- _PROBLEM REQUIREMENTS_
Every entry below should come back unchanged, except that the pictures are dropped.

____________

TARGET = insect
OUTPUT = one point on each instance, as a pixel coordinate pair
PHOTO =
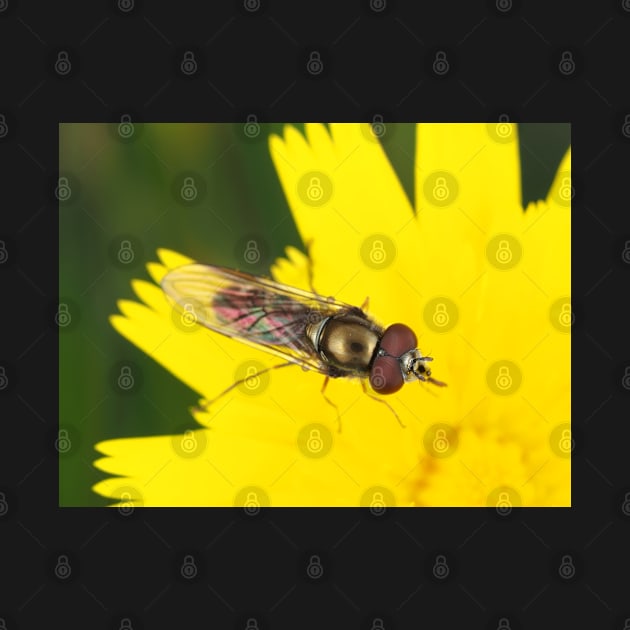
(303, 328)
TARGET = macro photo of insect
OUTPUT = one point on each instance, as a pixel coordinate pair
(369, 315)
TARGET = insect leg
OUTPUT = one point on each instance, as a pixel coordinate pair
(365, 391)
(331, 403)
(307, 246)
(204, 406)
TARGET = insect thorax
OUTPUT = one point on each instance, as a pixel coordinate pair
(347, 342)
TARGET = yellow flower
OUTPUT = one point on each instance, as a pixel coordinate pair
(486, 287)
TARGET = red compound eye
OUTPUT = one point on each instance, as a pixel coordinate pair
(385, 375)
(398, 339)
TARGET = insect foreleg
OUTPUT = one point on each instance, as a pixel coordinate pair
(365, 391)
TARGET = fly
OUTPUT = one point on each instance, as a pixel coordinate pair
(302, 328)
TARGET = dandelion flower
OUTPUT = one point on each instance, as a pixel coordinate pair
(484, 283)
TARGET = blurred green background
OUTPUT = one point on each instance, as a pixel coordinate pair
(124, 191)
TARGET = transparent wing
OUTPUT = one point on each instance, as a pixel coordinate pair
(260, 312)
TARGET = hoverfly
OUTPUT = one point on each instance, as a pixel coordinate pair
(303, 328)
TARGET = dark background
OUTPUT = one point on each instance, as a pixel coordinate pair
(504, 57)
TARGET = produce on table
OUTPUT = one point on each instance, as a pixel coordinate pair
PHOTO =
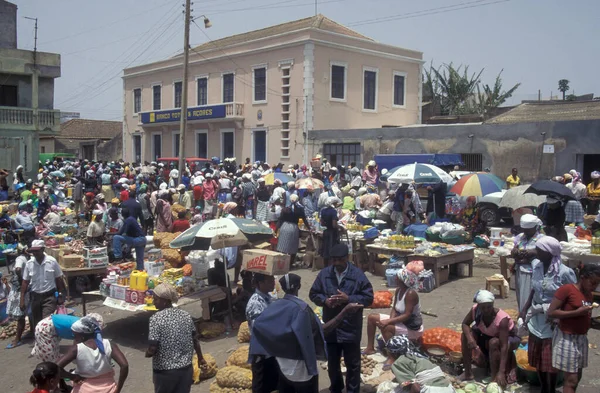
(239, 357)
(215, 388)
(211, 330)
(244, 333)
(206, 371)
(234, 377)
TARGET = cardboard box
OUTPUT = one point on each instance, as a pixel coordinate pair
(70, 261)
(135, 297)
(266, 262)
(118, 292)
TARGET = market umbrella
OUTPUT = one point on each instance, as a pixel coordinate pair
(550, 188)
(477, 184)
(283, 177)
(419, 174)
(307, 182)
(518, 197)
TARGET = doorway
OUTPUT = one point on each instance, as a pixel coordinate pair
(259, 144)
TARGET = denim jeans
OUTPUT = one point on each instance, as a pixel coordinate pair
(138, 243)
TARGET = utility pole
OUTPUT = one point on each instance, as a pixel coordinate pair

____________

- _ANSWER TO THIS EXERCISE_
TARGET = insect
OUTPUT = one point on each instance, as a pixel coordinate pair
PHOTO =
(303, 328)
TARGET = macro photo of insect
OUTPUT = one point on each instance, as a pixel coordinate pair
(369, 315)
TARGET = insect leg
OUTPUT = one point on each instance, as a pixel coordinate pair
(365, 391)
(331, 403)
(307, 246)
(204, 406)
TARGET = insect thorax
OUTPUT = one point on each instance, as a pixel coordinate pair
(347, 342)
TARGET = yellow flower
OUTPUT = one point on each instance, as a pixel coordinate pair
(486, 287)
TARGET = red compound eye
OUTPUT = one point on each instance, as a pixel coordinate pair
(385, 375)
(398, 339)
TARGET = insect foreleg
OUTPUT = one point on each instance, as a pixel coordinate pair
(365, 391)
TARGET = fly
OUTPUT = one point on each instance, as a pixel coordinate pair
(302, 328)
TARGET = dandelion flower
OUTPUT = one point on each instance, as a pixel coordinate pair
(484, 283)
TARGET = blurred green background
OUTPUT = one point on each instance, as a pixel coordinate pair
(124, 191)
TARGET = transparent wing
OUTPUT = one point on each instance, as a pixel coordinate pair
(260, 312)
TARGET = hoverfly
OUTPUT = one point on each instance, as a pixel coordinate pair
(303, 328)
TARGET = dark background
OUTPUT = one point on each instance, as a pixel coordinate pair
(504, 57)
TARGET = produce on table
OUTPUT = one point on each instance, as a pixel coordinate pair
PHOTO =
(239, 357)
(215, 388)
(211, 330)
(244, 333)
(206, 371)
(234, 377)
TARGET = cardboard box
OUTPUT = one point on each instance, as a pixel coordinate pair
(70, 261)
(135, 297)
(266, 262)
(118, 292)
TARGET = market umbrella
OUTPUT = one point on each instance, as a pixel coordinate pair
(550, 188)
(477, 184)
(283, 177)
(419, 174)
(307, 182)
(518, 197)
TARGET = doorway
OUTPUT = one point on each instance, as a pixel coordinate pair
(259, 144)
TARGET = denim jeans
OUTPUT = one point on each instance, as a pixel coordinate pair
(138, 243)
TARGET = utility pole
OUTPUT = one point on each instance, as a pixel coordinate pair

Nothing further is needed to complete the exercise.